# Task instructions
Can you copy the rows again, starting at the line containing "# for each instance of the long" and continuing through the last row, with every "fishing rod" changed to "fishing pole" and nothing else altered?

# Material provided
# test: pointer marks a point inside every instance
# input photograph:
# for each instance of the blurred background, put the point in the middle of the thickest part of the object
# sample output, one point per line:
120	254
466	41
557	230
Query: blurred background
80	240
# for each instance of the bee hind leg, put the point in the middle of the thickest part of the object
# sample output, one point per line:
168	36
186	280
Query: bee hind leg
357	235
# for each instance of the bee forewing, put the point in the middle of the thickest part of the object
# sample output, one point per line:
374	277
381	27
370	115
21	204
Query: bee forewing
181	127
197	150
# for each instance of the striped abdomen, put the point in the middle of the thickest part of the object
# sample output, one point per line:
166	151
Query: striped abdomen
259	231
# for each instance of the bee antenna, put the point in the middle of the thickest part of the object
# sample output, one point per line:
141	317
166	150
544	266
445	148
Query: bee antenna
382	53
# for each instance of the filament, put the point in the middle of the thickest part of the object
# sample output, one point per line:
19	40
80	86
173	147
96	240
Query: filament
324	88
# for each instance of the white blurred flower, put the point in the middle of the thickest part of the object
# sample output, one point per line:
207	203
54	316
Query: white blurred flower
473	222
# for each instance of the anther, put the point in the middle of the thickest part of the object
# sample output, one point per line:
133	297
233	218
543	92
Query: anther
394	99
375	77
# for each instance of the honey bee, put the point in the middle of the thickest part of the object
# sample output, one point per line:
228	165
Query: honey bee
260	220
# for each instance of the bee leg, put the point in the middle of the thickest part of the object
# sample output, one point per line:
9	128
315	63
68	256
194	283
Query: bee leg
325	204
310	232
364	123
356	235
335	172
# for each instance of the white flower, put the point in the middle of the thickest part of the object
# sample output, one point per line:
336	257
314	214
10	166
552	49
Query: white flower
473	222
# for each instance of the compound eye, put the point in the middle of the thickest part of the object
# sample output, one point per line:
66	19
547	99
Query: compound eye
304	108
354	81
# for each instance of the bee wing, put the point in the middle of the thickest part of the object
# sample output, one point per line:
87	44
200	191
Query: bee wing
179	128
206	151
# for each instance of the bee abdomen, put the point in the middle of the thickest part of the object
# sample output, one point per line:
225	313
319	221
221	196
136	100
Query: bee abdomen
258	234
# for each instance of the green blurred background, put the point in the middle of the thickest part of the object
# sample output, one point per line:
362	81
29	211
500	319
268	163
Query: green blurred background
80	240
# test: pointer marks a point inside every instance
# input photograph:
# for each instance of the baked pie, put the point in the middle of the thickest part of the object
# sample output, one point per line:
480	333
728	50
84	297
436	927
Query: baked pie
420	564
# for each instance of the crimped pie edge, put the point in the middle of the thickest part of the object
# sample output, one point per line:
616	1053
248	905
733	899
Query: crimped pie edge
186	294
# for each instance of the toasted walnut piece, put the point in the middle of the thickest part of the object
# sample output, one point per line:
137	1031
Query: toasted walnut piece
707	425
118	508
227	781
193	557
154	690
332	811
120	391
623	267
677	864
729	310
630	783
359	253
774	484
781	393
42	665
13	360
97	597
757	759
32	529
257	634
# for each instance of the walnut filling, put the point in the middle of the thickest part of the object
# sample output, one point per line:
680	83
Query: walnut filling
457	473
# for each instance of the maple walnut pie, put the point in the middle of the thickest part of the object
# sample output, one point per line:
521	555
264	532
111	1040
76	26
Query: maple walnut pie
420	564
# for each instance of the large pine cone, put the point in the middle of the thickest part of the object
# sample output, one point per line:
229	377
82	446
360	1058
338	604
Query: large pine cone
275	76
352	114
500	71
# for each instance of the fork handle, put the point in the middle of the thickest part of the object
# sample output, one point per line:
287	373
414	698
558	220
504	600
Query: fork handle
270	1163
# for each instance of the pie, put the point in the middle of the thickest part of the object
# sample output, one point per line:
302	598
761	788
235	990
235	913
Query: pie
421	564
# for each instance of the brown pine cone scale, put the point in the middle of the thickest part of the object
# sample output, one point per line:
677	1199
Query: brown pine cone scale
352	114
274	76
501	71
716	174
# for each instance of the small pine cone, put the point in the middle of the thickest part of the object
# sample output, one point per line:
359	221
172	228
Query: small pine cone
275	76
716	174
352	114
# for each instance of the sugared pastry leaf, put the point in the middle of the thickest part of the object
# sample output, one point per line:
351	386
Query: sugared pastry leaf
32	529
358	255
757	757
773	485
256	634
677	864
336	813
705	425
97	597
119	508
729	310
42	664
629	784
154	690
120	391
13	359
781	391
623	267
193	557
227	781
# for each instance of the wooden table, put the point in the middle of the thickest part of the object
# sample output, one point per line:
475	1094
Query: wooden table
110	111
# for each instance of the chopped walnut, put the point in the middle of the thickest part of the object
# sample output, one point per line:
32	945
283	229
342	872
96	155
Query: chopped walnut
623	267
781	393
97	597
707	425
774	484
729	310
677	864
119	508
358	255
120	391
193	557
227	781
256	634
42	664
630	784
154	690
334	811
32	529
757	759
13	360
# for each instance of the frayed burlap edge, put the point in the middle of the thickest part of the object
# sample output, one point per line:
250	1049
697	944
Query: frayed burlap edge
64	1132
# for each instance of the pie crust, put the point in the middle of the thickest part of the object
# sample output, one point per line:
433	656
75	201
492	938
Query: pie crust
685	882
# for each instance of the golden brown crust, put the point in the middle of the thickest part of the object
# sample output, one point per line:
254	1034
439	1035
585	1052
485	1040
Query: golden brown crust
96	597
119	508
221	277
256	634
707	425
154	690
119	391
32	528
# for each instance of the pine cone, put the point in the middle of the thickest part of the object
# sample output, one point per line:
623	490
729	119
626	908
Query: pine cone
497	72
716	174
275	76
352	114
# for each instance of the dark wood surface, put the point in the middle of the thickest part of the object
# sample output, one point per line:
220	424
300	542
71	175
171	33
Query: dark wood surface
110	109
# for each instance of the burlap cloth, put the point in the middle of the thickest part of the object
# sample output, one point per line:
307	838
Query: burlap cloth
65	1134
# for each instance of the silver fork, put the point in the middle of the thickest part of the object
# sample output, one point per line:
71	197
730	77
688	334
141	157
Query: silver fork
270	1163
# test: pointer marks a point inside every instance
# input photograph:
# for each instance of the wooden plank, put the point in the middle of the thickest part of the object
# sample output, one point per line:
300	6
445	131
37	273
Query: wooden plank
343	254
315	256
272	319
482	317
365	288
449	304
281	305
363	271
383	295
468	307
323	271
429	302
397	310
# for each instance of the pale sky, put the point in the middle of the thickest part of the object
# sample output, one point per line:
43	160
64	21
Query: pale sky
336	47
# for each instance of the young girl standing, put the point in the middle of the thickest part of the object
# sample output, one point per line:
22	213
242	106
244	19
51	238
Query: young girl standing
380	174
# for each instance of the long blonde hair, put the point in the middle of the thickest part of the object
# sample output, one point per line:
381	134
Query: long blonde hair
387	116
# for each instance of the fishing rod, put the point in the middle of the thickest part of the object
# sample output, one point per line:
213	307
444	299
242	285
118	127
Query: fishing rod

# Solution to the exercise
# for each instance of the long blonde hair, put the point in the middle of the thickest part of the object
# sample output, one point per line:
381	134
Query: long blonde hair
387	116
# for each instance of the fishing pole, put the point in the middle of the thickest part of the object
# sample output, one point per line:
213	307
444	299
242	285
118	127
Query: fishing pole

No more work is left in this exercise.